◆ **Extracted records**
▼▼▼

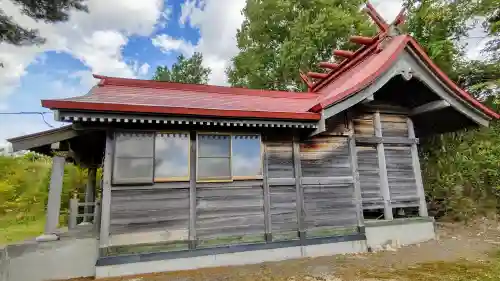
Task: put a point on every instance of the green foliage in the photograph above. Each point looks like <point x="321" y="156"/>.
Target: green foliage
<point x="184" y="70"/>
<point x="462" y="172"/>
<point x="280" y="37"/>
<point x="437" y="25"/>
<point x="43" y="10"/>
<point x="24" y="184"/>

▲▲▲

◆ **WRITTEN TASK**
Set out every line of the material above as a Markdown table with the columns "No." and "Text", numbering the rows and skipping blank lines. Omit the pictures.

◆ **RESULT OF THIS EXERCISE**
| No. | Text |
|---|---|
| 1 | Task: put a point on every instance of the green foliage in the photograph above. Each point looks like <point x="321" y="156"/>. |
| 2 | Target: green foliage |
| 3 | <point x="184" y="70"/> |
| 4 | <point x="462" y="172"/> |
| 5 | <point x="280" y="37"/> |
| 6 | <point x="437" y="25"/> |
| 7 | <point x="43" y="10"/> |
| 8 | <point x="24" y="184"/> |